* DATA IN THIS EXERCISE
·····

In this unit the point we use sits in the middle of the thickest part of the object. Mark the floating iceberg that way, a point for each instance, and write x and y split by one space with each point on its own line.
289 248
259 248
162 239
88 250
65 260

·····

Output the whole of the material above, exactly.

* RESPONSE BELOW
In this unit the point we use sits in the middle of the thickest part of the object. Mark the floating iceberg that way, a point for each instance, and write x and y split by one space with each point on its own line.
289 248
259 248
162 239
88 250
65 260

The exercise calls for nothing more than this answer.